[Recorded data]:
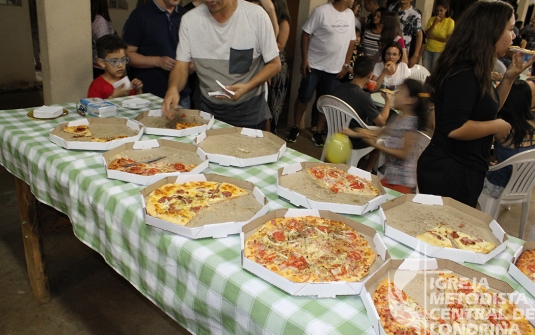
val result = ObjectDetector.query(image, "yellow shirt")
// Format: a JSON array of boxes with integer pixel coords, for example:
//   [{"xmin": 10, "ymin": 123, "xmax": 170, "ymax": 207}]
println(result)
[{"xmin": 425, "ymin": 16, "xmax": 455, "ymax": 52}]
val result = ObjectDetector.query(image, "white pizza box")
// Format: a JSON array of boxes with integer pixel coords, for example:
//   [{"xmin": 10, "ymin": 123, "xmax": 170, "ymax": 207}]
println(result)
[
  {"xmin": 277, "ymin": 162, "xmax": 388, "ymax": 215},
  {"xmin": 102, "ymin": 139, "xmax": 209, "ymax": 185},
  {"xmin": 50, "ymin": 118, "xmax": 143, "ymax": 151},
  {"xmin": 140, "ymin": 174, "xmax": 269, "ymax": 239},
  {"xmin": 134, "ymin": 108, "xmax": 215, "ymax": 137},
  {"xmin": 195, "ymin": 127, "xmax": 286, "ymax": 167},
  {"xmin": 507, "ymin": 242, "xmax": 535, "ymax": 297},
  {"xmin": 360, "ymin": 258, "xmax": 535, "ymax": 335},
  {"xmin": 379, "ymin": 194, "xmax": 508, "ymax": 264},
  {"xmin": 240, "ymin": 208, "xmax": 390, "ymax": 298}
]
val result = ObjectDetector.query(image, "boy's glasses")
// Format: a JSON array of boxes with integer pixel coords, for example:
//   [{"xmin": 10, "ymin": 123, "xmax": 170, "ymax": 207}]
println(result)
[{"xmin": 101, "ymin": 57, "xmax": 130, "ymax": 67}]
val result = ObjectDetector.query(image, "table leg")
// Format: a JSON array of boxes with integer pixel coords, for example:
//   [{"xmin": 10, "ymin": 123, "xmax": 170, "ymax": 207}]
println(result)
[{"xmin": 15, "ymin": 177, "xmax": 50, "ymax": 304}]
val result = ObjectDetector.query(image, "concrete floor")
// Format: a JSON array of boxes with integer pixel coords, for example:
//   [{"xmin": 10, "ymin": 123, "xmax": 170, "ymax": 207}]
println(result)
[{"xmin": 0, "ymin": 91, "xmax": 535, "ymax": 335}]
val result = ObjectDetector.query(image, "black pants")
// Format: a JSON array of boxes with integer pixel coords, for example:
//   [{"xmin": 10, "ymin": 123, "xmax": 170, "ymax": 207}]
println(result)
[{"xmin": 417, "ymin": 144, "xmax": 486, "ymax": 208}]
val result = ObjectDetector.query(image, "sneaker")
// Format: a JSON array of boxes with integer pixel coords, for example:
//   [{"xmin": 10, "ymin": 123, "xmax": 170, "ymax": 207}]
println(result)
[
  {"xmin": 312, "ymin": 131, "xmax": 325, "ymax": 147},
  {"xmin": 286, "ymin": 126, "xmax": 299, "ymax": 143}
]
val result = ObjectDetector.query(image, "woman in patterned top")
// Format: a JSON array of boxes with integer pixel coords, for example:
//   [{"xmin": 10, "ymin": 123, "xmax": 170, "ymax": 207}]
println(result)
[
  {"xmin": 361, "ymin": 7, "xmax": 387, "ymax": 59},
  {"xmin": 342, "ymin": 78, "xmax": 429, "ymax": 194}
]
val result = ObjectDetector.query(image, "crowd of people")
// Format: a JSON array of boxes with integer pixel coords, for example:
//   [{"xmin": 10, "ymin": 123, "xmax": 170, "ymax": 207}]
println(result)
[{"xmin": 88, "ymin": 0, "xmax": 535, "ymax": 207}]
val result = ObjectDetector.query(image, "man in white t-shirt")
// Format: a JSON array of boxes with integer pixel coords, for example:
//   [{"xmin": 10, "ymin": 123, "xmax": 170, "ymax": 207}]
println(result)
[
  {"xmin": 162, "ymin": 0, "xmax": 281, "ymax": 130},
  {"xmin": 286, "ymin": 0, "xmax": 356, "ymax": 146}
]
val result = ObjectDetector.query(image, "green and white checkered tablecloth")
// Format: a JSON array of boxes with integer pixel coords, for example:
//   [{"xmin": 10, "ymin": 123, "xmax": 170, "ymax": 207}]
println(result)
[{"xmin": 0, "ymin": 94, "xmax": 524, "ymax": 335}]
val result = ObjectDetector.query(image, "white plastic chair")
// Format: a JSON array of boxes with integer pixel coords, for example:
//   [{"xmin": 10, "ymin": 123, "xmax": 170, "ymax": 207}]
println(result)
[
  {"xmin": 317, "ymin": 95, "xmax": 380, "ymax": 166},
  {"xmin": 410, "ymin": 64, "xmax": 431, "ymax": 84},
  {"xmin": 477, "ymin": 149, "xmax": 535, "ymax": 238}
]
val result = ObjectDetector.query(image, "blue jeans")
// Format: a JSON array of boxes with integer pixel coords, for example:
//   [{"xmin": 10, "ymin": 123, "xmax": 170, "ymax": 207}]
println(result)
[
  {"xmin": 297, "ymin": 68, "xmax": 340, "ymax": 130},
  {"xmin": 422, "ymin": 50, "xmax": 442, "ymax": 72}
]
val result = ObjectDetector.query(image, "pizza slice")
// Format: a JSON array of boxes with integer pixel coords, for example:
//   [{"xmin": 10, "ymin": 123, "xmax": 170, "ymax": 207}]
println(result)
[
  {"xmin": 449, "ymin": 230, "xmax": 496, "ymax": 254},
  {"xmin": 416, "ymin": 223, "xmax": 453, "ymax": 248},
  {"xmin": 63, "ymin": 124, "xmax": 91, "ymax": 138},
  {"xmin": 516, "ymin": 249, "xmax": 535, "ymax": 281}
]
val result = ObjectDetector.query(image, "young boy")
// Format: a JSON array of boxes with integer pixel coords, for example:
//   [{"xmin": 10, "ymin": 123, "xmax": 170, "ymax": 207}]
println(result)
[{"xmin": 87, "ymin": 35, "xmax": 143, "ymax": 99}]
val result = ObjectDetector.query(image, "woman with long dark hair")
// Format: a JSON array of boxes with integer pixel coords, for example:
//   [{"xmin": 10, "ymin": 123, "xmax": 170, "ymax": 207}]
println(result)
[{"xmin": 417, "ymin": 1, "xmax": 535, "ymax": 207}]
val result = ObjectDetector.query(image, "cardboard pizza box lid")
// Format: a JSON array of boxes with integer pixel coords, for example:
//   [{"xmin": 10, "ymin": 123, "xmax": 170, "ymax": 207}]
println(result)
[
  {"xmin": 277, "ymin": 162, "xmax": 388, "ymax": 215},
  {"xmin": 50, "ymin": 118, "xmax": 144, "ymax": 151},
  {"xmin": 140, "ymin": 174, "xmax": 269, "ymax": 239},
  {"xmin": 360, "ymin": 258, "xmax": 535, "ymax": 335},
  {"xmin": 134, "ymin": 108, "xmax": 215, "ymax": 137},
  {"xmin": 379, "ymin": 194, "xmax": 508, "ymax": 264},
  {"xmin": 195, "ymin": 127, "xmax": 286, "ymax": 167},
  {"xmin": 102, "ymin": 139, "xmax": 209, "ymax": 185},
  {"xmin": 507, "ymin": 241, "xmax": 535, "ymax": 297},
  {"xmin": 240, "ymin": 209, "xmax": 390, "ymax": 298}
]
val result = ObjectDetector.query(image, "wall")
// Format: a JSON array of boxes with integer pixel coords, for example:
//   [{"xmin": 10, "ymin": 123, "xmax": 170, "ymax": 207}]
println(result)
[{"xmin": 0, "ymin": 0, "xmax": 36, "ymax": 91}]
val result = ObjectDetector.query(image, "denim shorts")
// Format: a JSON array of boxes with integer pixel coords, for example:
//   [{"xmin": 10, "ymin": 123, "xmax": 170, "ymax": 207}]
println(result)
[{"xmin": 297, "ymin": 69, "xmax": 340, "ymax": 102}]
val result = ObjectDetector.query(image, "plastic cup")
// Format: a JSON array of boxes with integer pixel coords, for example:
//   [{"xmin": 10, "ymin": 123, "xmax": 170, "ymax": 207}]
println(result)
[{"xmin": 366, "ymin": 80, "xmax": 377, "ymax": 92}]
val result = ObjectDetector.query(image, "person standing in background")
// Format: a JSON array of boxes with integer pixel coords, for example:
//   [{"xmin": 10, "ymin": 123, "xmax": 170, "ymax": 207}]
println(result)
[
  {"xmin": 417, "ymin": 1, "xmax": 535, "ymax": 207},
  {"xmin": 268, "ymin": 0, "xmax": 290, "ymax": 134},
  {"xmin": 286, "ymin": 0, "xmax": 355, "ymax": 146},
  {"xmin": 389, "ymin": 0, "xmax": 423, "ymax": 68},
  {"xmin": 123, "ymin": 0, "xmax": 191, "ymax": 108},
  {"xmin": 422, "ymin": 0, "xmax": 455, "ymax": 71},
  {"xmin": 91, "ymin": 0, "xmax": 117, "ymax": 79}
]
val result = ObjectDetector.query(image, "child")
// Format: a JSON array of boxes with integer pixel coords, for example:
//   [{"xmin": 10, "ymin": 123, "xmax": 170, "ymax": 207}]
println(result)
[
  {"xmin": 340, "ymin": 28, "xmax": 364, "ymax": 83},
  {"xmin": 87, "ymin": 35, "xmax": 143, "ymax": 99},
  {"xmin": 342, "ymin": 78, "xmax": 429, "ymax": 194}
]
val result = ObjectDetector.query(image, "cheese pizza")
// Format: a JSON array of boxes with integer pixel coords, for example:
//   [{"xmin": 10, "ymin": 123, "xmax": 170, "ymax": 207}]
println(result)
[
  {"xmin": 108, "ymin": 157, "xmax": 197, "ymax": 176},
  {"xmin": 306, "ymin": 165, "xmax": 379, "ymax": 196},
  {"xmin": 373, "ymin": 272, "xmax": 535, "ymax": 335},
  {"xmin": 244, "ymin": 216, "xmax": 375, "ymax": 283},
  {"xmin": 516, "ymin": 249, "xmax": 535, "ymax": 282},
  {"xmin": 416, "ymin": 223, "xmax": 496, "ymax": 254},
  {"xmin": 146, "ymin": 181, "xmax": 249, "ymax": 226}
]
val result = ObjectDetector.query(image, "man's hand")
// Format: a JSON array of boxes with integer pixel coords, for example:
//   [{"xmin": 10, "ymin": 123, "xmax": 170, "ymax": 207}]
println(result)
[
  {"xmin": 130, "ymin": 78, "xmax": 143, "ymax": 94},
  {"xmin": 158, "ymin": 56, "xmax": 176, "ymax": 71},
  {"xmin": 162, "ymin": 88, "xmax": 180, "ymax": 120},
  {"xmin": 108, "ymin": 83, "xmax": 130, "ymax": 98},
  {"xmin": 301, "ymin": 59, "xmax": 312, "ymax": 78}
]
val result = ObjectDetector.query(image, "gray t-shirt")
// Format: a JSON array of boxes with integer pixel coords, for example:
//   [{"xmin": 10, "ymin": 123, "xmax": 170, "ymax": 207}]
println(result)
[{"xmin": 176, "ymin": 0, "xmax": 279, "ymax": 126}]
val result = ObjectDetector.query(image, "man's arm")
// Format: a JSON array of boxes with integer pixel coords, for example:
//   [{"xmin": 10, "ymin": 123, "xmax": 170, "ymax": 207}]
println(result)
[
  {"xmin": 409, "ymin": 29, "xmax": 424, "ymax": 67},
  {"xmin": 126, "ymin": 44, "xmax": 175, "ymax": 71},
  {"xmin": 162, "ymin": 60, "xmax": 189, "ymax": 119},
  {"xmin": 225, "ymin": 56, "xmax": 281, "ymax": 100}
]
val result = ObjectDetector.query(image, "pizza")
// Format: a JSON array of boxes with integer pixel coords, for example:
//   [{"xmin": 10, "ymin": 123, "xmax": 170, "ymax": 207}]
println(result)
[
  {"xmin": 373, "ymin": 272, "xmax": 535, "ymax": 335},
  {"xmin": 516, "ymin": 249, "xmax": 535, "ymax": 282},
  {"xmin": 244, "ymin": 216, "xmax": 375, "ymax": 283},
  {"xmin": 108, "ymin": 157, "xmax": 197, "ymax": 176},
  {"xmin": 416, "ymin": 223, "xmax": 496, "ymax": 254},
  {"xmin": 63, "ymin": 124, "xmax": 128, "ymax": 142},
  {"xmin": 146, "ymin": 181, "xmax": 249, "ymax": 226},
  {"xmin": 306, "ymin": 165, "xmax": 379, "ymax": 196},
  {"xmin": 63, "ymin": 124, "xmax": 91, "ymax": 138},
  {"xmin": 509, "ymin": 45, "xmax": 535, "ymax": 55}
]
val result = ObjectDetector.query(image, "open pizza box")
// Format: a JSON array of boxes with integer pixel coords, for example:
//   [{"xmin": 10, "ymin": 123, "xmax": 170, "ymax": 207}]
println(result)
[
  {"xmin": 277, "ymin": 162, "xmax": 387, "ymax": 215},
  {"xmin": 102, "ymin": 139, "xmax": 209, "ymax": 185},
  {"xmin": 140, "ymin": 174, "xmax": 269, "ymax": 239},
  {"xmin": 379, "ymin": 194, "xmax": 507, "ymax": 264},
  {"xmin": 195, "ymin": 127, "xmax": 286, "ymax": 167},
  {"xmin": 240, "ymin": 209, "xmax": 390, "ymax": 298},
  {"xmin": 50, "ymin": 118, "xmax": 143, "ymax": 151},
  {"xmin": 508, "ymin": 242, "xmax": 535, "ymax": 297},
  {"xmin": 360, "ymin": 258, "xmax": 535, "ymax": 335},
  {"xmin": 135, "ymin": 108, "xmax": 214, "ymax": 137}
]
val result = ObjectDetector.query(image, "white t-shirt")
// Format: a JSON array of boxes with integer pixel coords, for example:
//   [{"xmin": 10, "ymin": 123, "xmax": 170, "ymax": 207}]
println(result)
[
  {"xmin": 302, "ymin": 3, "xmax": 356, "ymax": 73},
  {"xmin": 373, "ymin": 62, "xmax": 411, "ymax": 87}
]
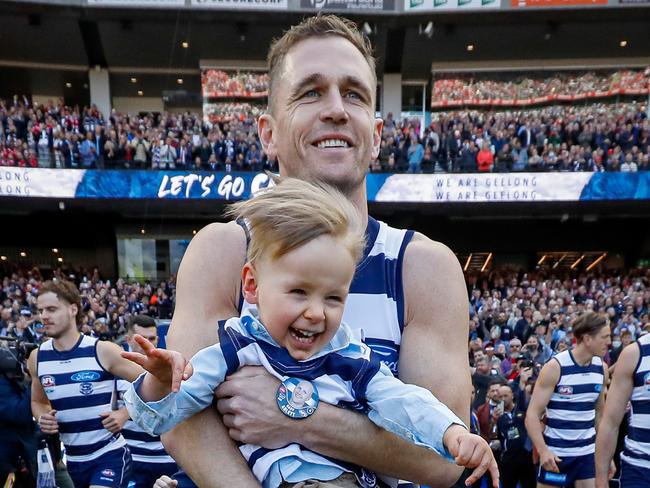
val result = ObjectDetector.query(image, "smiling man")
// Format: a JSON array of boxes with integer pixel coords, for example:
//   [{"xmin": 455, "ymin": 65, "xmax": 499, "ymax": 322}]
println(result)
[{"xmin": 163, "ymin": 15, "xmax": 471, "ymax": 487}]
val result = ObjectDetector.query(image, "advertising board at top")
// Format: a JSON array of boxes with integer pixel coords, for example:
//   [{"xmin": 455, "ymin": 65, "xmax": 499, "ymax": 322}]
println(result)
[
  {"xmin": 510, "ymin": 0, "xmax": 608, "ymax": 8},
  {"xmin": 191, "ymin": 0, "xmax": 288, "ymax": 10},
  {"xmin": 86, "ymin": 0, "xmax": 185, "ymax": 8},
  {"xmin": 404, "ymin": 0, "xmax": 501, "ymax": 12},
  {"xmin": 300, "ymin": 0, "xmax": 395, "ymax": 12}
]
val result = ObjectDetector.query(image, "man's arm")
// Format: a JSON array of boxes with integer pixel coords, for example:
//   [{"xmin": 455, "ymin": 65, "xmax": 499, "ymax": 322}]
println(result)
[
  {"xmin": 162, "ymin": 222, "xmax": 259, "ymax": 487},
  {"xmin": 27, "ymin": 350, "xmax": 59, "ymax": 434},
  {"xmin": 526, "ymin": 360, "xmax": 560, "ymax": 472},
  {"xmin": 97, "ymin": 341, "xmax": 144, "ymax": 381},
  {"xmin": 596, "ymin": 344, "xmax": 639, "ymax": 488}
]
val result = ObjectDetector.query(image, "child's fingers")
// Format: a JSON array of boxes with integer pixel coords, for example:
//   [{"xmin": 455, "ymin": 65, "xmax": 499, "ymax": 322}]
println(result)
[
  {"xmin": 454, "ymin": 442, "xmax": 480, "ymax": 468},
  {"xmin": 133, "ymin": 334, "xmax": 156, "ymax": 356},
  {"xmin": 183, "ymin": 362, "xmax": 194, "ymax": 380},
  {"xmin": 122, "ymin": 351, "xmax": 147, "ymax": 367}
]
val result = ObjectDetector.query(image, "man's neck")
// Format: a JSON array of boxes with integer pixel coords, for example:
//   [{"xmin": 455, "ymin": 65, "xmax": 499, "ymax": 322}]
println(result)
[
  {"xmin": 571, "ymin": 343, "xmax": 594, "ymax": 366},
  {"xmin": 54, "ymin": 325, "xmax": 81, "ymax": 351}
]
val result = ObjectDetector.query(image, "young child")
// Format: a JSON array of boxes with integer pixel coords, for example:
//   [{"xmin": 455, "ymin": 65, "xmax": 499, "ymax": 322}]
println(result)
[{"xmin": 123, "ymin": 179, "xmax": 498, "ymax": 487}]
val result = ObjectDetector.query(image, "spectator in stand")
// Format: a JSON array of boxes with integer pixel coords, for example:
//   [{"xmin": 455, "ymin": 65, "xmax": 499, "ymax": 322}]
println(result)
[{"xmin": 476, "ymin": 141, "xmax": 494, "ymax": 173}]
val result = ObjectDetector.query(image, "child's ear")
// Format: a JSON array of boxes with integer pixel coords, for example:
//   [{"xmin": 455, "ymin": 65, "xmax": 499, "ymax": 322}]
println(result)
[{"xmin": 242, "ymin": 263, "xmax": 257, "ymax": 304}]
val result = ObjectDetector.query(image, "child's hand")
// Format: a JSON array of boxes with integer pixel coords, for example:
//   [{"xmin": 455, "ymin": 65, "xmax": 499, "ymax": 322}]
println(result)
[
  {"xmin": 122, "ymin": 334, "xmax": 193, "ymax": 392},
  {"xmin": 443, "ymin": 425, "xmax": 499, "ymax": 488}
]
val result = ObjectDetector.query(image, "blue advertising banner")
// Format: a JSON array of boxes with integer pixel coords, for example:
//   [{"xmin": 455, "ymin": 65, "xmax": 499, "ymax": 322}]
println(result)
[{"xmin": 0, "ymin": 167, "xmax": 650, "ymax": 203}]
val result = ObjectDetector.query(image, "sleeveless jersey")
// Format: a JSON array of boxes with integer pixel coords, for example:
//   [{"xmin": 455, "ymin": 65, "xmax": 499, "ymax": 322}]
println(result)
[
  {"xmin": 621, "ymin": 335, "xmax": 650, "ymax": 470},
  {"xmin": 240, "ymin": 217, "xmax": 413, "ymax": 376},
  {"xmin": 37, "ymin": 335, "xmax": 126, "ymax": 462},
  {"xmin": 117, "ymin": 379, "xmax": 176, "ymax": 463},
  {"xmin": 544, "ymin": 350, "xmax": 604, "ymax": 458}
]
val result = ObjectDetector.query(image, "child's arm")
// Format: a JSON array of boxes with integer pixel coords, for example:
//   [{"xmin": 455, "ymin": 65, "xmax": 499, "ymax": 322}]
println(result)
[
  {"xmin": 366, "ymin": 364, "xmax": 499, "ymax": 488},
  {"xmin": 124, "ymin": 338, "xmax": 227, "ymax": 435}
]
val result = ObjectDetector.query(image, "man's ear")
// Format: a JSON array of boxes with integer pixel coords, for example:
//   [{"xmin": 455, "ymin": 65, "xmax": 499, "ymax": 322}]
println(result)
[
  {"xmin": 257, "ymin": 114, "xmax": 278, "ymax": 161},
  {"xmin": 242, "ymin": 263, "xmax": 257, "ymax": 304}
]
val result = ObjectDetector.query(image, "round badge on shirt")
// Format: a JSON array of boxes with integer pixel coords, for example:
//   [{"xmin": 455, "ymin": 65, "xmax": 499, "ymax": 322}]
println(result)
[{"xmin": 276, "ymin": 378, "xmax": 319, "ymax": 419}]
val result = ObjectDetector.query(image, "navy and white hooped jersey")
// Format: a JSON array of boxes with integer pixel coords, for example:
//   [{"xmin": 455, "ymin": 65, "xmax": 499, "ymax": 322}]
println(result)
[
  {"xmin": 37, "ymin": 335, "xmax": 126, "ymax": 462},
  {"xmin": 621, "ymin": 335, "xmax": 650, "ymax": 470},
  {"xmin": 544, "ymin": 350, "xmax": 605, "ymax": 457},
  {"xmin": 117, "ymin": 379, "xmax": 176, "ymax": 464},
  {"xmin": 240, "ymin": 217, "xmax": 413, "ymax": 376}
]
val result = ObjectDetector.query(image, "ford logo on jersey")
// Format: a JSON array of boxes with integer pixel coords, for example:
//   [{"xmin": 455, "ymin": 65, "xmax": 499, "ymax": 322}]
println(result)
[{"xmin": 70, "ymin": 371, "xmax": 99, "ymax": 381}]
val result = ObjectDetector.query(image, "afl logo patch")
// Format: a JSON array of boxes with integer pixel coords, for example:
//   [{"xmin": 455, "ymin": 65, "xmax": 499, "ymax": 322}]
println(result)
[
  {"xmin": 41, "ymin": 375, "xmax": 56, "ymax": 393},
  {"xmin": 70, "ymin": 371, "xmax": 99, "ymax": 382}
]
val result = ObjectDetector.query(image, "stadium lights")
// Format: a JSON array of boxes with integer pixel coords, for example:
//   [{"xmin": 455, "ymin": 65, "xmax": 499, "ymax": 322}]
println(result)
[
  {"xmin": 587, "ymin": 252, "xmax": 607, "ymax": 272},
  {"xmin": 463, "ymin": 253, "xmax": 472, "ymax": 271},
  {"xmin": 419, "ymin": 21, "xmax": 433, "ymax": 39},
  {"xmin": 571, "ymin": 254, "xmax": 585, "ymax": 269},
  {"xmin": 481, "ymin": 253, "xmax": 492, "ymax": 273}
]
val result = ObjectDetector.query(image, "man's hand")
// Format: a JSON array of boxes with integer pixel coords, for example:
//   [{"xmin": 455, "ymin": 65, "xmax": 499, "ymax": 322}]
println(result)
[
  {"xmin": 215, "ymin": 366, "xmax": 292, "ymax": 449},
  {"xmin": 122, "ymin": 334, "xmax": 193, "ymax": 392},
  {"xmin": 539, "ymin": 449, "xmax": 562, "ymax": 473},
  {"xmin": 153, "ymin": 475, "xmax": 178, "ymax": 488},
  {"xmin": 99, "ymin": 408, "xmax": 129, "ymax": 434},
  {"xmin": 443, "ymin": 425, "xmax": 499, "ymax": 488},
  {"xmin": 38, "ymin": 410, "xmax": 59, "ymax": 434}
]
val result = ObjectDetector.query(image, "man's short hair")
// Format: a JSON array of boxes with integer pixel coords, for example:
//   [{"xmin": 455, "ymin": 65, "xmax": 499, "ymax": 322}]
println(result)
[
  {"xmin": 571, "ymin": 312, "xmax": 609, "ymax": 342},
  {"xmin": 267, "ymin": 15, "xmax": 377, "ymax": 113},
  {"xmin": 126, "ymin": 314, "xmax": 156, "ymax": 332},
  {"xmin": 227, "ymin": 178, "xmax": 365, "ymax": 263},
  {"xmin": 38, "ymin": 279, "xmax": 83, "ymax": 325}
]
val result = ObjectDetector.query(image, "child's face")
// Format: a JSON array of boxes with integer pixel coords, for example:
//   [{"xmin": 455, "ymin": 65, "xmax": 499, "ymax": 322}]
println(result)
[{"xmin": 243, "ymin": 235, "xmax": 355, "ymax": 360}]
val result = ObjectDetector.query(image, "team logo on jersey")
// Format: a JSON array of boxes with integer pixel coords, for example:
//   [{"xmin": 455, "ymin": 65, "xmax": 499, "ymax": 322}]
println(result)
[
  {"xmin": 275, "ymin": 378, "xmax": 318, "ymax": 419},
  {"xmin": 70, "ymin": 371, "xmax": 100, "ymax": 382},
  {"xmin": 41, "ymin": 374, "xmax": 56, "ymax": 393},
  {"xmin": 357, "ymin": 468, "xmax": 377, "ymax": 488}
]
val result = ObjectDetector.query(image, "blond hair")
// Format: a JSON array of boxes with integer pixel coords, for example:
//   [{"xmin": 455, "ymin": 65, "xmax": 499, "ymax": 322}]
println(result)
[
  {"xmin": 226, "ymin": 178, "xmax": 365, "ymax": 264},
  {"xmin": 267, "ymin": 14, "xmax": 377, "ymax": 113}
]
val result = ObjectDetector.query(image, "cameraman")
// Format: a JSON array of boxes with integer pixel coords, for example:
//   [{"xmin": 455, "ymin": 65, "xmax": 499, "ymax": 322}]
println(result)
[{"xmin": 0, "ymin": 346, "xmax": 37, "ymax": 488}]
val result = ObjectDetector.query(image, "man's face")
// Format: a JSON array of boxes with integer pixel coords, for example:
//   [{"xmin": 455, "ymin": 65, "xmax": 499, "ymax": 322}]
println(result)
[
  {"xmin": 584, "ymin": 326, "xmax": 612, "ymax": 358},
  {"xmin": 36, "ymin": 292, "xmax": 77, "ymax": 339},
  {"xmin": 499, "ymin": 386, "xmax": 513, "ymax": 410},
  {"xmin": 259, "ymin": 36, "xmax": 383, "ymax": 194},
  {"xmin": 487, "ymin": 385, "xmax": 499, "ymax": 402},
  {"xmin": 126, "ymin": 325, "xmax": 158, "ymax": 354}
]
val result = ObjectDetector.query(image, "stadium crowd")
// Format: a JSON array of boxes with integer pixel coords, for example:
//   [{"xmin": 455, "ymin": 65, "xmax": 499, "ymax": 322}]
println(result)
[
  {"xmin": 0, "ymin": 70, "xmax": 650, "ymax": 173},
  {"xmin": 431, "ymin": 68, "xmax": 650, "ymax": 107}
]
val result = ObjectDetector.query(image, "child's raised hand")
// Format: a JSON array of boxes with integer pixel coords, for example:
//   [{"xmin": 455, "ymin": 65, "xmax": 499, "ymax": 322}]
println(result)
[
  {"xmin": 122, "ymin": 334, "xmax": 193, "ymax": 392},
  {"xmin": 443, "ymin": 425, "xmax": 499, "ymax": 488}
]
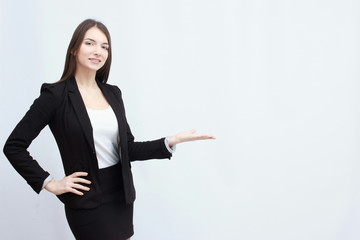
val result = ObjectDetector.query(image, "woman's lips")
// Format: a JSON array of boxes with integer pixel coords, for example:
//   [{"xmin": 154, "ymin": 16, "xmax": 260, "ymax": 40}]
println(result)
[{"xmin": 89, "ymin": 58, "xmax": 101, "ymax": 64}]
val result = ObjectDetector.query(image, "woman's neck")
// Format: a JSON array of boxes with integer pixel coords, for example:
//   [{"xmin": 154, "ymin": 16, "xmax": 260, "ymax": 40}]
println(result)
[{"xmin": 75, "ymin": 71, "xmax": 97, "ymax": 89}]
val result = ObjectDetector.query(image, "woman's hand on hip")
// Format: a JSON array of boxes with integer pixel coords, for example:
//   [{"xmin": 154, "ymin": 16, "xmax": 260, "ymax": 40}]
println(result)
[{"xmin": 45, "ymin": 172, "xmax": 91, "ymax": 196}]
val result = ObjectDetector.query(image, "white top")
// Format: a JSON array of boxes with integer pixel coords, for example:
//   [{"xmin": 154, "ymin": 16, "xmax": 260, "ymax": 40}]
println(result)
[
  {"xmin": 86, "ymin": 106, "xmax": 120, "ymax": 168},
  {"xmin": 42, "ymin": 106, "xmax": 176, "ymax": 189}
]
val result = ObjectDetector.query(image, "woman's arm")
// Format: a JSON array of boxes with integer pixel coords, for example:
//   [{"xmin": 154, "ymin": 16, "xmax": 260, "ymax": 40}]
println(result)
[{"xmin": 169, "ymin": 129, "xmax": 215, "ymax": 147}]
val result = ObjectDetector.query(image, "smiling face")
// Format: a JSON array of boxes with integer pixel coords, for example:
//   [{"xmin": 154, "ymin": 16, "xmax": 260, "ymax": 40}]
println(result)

[Your objective]:
Which lines above contain the word "young"? Pick out each one and copy it, treating uppercase and lowercase as different.

[Completed task]:
val result = ObjectDetector.query(image, "young boy")
val result = ObjectDetector.query(image, "young child")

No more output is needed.